THE INPUT:
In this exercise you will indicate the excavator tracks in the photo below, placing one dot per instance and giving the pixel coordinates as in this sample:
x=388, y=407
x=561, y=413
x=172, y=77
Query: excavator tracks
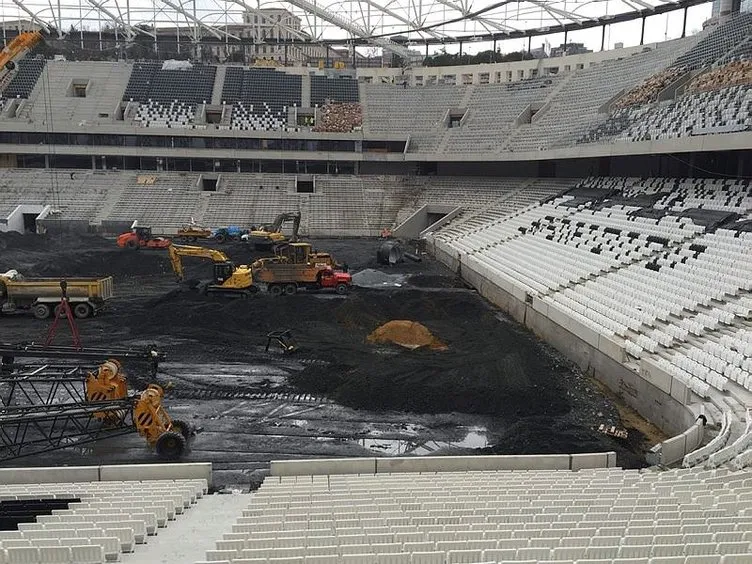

YOUR ASSIGNMENT: A copy of each line above that holds the word "excavator" is the expected answer.

YOUR RESPONSE:
In this exercise you will indicate the excavator tracks in the photo below, placing one dot per instance and giving the pixel coordinates as in this sample:
Query: excavator tracks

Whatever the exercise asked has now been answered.